Do this:
Copy out every line of the listing below verbatim, leaving out the pictures.

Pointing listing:
····················

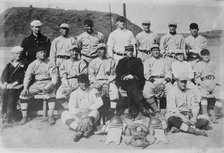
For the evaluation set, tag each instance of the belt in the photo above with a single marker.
(145, 51)
(63, 56)
(158, 76)
(73, 77)
(208, 77)
(45, 79)
(118, 53)
(89, 56)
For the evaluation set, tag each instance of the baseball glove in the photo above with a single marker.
(159, 90)
(139, 141)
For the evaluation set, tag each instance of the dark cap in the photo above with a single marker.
(40, 48)
(194, 26)
(120, 18)
(205, 52)
(129, 47)
(88, 22)
(83, 78)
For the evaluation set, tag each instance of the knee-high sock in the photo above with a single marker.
(204, 106)
(24, 107)
(51, 106)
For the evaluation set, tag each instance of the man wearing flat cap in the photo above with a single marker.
(102, 75)
(183, 109)
(158, 79)
(42, 72)
(60, 46)
(145, 39)
(118, 39)
(34, 40)
(88, 41)
(69, 70)
(12, 79)
(130, 77)
(194, 44)
(171, 42)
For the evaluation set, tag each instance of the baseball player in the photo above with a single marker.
(118, 39)
(209, 84)
(44, 75)
(194, 44)
(83, 108)
(171, 42)
(88, 41)
(102, 75)
(69, 71)
(11, 79)
(158, 77)
(33, 41)
(183, 109)
(60, 46)
(144, 41)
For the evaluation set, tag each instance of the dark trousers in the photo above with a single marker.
(174, 121)
(134, 95)
(9, 102)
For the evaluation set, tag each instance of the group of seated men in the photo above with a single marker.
(83, 85)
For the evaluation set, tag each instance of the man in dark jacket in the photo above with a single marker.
(130, 77)
(33, 41)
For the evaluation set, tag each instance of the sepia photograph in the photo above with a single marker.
(103, 76)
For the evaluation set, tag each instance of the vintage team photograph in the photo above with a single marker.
(101, 75)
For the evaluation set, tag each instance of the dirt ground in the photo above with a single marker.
(38, 136)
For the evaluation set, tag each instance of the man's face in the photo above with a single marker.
(182, 84)
(180, 57)
(146, 27)
(155, 52)
(205, 58)
(89, 28)
(172, 29)
(74, 53)
(64, 31)
(16, 55)
(129, 53)
(102, 52)
(120, 24)
(194, 32)
(36, 29)
(41, 55)
(83, 86)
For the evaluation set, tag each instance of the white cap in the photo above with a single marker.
(36, 23)
(64, 25)
(16, 49)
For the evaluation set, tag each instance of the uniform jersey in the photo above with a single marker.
(182, 69)
(156, 67)
(195, 45)
(118, 39)
(30, 43)
(101, 69)
(61, 46)
(169, 43)
(144, 40)
(88, 42)
(178, 101)
(80, 99)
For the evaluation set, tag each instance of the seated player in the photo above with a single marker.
(83, 108)
(40, 77)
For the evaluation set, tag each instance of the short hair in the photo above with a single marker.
(194, 26)
(205, 52)
(83, 78)
(88, 22)
(120, 18)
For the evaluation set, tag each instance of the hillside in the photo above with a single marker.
(14, 22)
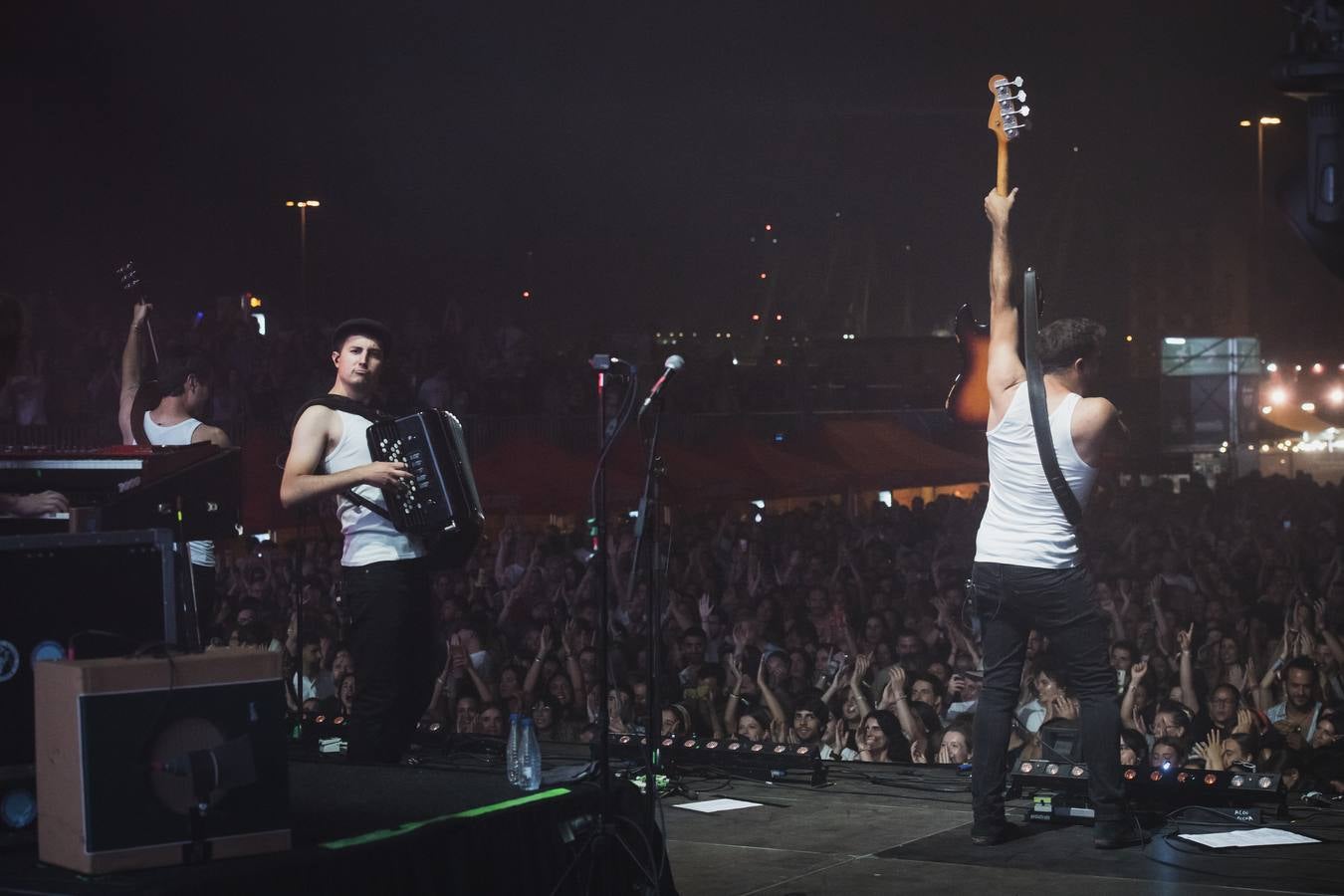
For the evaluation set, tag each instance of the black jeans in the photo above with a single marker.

····················

Solution to this problem:
For the evaluation set, tag each instance of the belt in the photo above with a single marker.
(145, 51)
(63, 56)
(158, 76)
(73, 77)
(208, 77)
(45, 79)
(118, 53)
(89, 56)
For the evaluation set, tag each instance of the baseball glove in the photo above with a single marker.
(159, 90)
(139, 141)
For the evaluation set, tag each instance of the dark cap in the photo above with a single marker.
(40, 48)
(194, 26)
(120, 18)
(205, 52)
(129, 47)
(88, 22)
(83, 78)
For the evaluation set, tag each instance of the knee-high sock in the photo above with a single marker.
(204, 106)
(24, 107)
(51, 106)
For the evaluation set, tag each instance of the man wearing flat cap in the photo above with a single marker.
(102, 75)
(183, 109)
(158, 79)
(42, 72)
(60, 46)
(145, 39)
(118, 39)
(34, 40)
(88, 41)
(69, 70)
(12, 79)
(130, 77)
(194, 44)
(171, 42)
For the evaluation set, tag each instance of the baseball player in the photo above with a single marker.
(118, 39)
(209, 84)
(44, 75)
(194, 44)
(83, 108)
(171, 42)
(88, 41)
(102, 75)
(69, 71)
(11, 79)
(158, 77)
(33, 41)
(183, 109)
(60, 46)
(144, 41)
For the evaluation set, tag each instance of the dark trousers in the photo above with a single marker.
(174, 121)
(134, 95)
(9, 102)
For the evaluation set, tag each instance of the group of seated men in the photo above with a single marker.
(83, 85)
For the evaluation set, tag each instance of the man in dark jacket in the photo above with a single marker.
(130, 77)
(33, 41)
For the evaluation set, tag each instance of the sepia photograph in the photo above with a single marker.
(103, 76)
For the evaluation set, tag each instance of the vintage team photograph in the photo above with a single marker.
(101, 75)
For the evaluation set, tag each instance of the dirt ground in the photo above with a single marker.
(38, 136)
For the evaluation set, tag each instance of the man's face in the photo above with a single marker.
(182, 84)
(180, 57)
(146, 27)
(155, 52)
(205, 58)
(89, 28)
(172, 29)
(74, 53)
(64, 31)
(16, 55)
(129, 53)
(102, 52)
(120, 24)
(194, 32)
(36, 29)
(41, 55)
(83, 86)
For the evaluation set, tag each instance of the white cap in the photo above with a single marker.
(36, 23)
(64, 25)
(16, 49)
For the evaluation set, tag each instance of the uniform jersey in the photo above with a single marker.
(182, 69)
(156, 67)
(195, 45)
(118, 39)
(30, 43)
(101, 69)
(61, 46)
(169, 43)
(144, 40)
(88, 42)
(178, 101)
(80, 99)
For the evaluation set, tag each instance of the seated player in the photo above with a single marker.
(83, 108)
(40, 77)
For the evaluation set, tag each instance of the short hair in the photo above with a single marker.
(194, 26)
(205, 52)
(83, 78)
(88, 22)
(120, 18)
For the evaluation set, tag each instance of the hillside in the photo above with a single marker.
(14, 22)
For the evaluation set, tag each instance of the black jeans in the photo above with a single marker.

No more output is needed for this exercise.